## Objectif du travail
Répondez à ces questions à partir de l'article sur Karachi :
1. Combien d'habitants compte Karachi ?
2. En quelle année les Mohajirs ont-ils fui l'Inde ?
3. De quelle couleur sont les drapeaux plantés dans le bureau de Ranjul Afridi ?

-------- Texte fourni --------

Par CÉLIA MERCIER Envoyée spéciale de Libération à Karachi (Pakistan)
Une balle lui a traversé le bras, et Shafiq, jeune Pachtoun de 17 ans, a juste eu le temps de ramper sous une voiture garée devant la gargote où il regardait un match de cricket. Son frère et son cousin, attablés avec lui, sont tombés sous la mitraille des tueurs à moto, des hommes masqués surgis de la petite ruelle en pente qui mène à la grand-rue commerçante. Cette artère délimite les territoires à Baldia Town, faubourg terreux de Karachi : d’un côté, les habitants pachtouns, travailleurs pauvres, originaires du nord-ouest du pays, à la frontière avec l’Afghanistan ; de l’autre, les Mohajirs, musulmans qui ont fui l’Inde lors de la partition en 1947, classe moyenne éduquée et industrieuse. Parmi les nombreuses communautés ethniques de la mégalopole de 18 millions d’habitants, capitale économique du pays, Pachtouns et Mohajirs sont en concurrence pour le contrôle de la ville, de ses terres et de ses leviers politiques. Baldia Town et ses rues de terre bordées d’habitations déglinguées, où résonne le martèlement des métiers à tisser, est l’un des théâtres sanglants de cette lutte de pouvoir.
« Ces derniers mois, nous avons encore perdu cinq Pachtouns. Une fusillade a éclaté dans le bazar, à la veille d’élections. C’était pour nous intimider », raconte Ranjul Afridi, de l’Awami National Party (ANP). Des gardes armés surveillent l’entrée de son bureau, où sont plantés des drapeaux rouge sang, couleur de ce parti nationaliste, laïc et d’inspiration communiste. « Les tueurs, on les connaît. Ce sont des hommes du parti des Mohajirs, le MQM [Muttahida Qaumi Movement, ndlr], ils habitent le quartier. Mais la police ne fait rien pour les arrêter, car le gouverneur est lui-même un homme du MQM, assure le vieux Pachtoun. Ce parti veut s’approprier des terrains ici et y installer les siens pour avoir un réservoir de votes. Il a peur que nous, les Pachtouns, gagnions des sièges aux prochaines élections. Comme nous leur résistons, ils nous assassinent. » Ses amis, assis en tailleur, acquiescent en sirotant leur thé. Ranjul Afridi poursuit : « Le MQM essaie de nous diffamer. Il prétend que nous protégeons les talibans car ils sont aussi pachtouns. Mais, en réalité, nous sommes nous-mêmes sur la liste noire des terroristes parce que nous sommes laïcs ! »

-------- Entrées --------

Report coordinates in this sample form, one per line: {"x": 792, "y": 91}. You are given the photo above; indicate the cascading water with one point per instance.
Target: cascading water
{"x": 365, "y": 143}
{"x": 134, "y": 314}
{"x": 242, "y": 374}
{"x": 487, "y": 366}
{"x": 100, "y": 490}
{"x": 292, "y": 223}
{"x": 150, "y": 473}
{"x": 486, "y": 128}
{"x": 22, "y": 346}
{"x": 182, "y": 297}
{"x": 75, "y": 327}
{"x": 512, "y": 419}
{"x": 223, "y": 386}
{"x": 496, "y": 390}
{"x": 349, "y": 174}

--------

## Réponse écrite
1. 18 millions d'habitants.
2. En 1947, lors de la partition.
3. Rouge sang.